§ **TEXT ZUM LESEN**

○ ○ ○ ○

Die Finanzindustrie und die Frisur von Olaf Scholz

Ein führender US-Banker lobt den Bundeskanzler über den grünen Klee. Das allein ist schon komisch, die Wortwahl ist es dann erst recht. Das Ganze zeigt, wie im Geflecht von Politik und Geld eine Krähe der anderen die Hände wäscht. Oder so ähnlich.

IMAGO - Collage: TE
Bundeskanzler Olaf Scholz und Jamie Dimon, CEO JP Morgan Chase

„Er ist schlau, kompetent, engagiert, hartnäckig und ehrlich.“ So spricht Jamie Dimon über Olaf Scholz. Kein Scherz. Scholz ist deutscher Bundeskanzler, Dimon ist Chef von JP Morgan. Das ist (nach dem Wert der von ihr betreuten Fusionen und Firmenübernahmen) zwar nur die zweitgrößte, dafür aber die anerkannt skrupelloseste Investmentbank der Welt. Auch kein Scherz.

Im Prinzip reicht das schon als Pointe. Bei minimalistischer Betrachtungsweise könnte dieser Text hier also enden. Aber natürlich geht es noch weiter. Tatsächlich gibt es zu dem eben beschriebenen Vorgang sowieso noch ein paar interessante Kleinigkeiten zu sagen.

Schweigekartelle und Erinnerungslücken
Cum-Ex-Skandal: Es ist etwas faul im Stadtstaat Hamburg
Im August 2022 hatte die Staatsanwaltschaft von Frankfurt am Main mit 50 Fahndern die Deutschland-Zentrale von JP Morgan durchsucht. Der Vorwurf: Die Bank soll sich über sogenannte Cum-Ex-Geschäfte illegale Vorteile zu Lasten des Finanzamts verschafft haben. Der lateinische Begriff Cum-Ex steht für den Handel großer Aktienpakte mit (cum) und ohne (ex) Dividende. Dabei ließen sich die Beteiligten Kapitalertragsteuern erstatten, die sie gar nicht gezahlt hatten. Der ganze Skandal mit sehr vielen Beschuldigten gilt als der größte Steuerraub in Deutschlands Geschichte.

○ ○ ○ ○

§ **DIE AUFGABE**
Mit wie vielen Fahndern durchsuchte die Frankfurter Staatsanwaltschaft laut dem Text über Olaf Scholz und JP Morgan die Deutschland-Zentrale der Bank?

§ **INHALT DER DATENSÄTZE**
○ ○ ○ ○

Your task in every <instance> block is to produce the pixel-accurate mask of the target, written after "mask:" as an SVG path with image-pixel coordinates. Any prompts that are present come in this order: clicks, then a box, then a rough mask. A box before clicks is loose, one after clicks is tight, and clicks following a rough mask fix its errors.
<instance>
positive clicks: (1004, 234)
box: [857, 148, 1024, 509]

○ ○ ○ ○

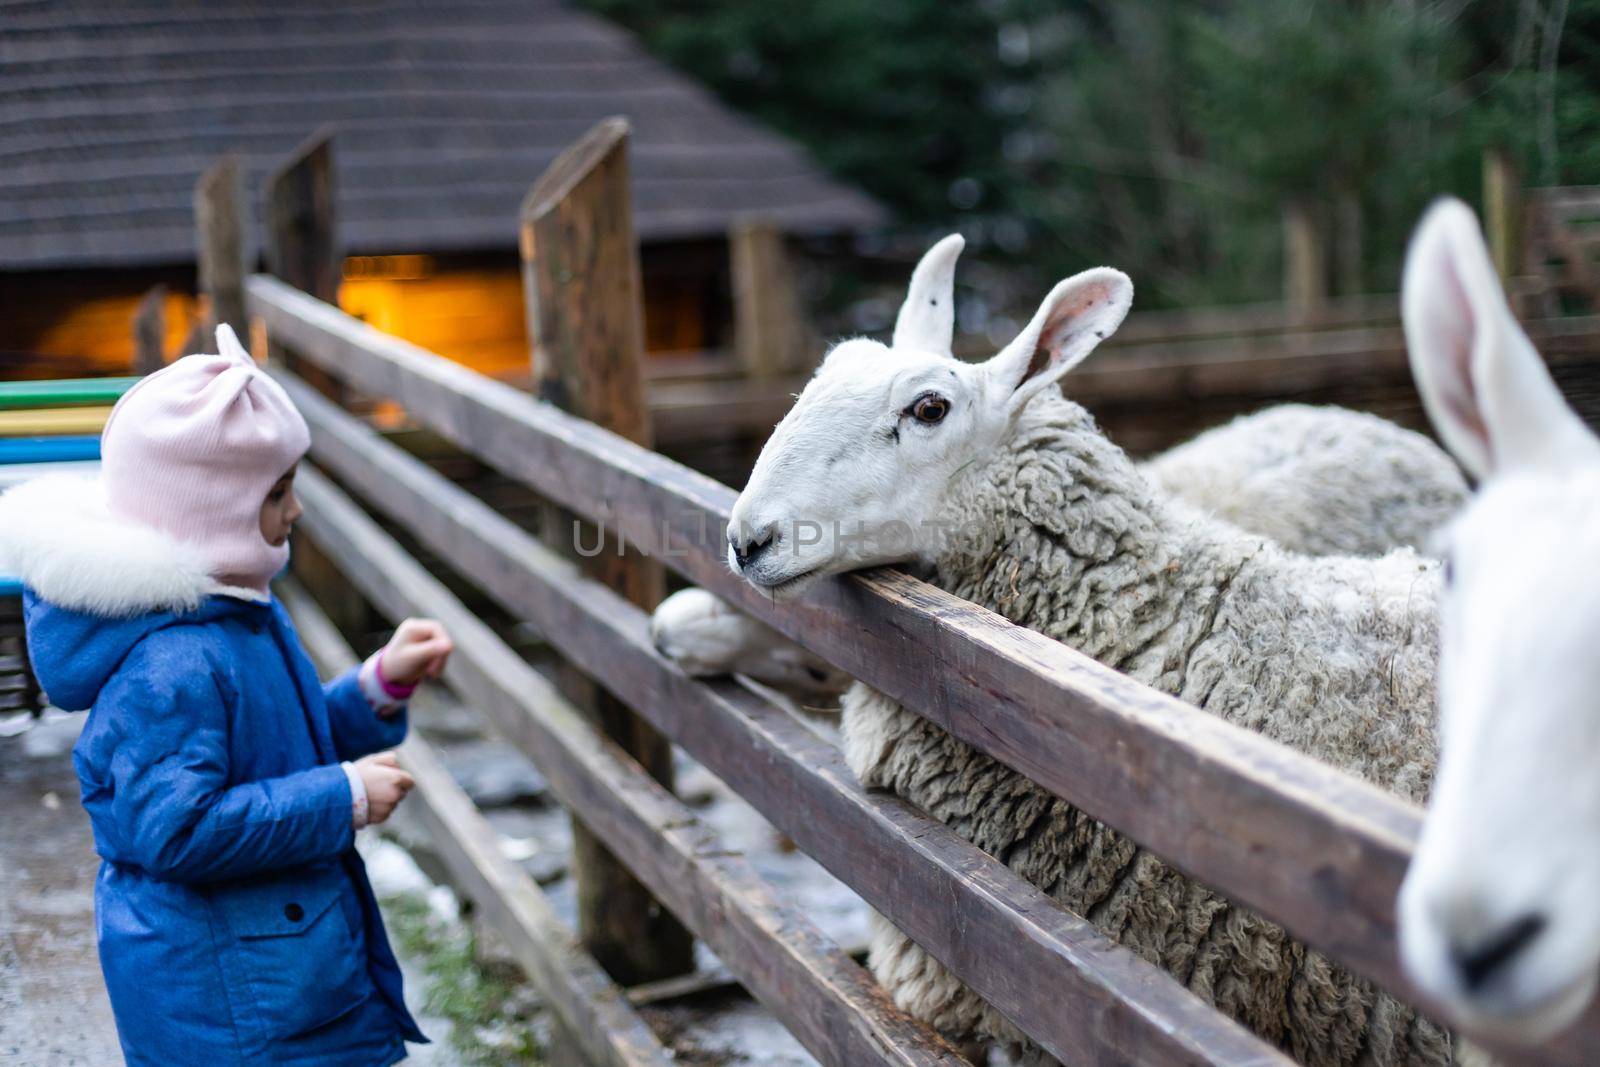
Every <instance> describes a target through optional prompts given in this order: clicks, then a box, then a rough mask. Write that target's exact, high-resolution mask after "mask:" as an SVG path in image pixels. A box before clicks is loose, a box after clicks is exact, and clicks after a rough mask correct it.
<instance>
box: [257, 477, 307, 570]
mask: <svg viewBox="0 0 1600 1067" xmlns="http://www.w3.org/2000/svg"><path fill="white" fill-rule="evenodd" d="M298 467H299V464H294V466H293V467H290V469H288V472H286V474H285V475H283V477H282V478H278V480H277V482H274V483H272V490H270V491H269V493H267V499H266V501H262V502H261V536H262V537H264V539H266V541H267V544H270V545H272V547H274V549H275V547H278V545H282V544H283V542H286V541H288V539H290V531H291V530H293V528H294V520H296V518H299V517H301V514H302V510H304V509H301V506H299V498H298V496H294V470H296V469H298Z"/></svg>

○ ○ ○ ○

§ **DIE LÖSUNG**
Mit 50 Fahndern.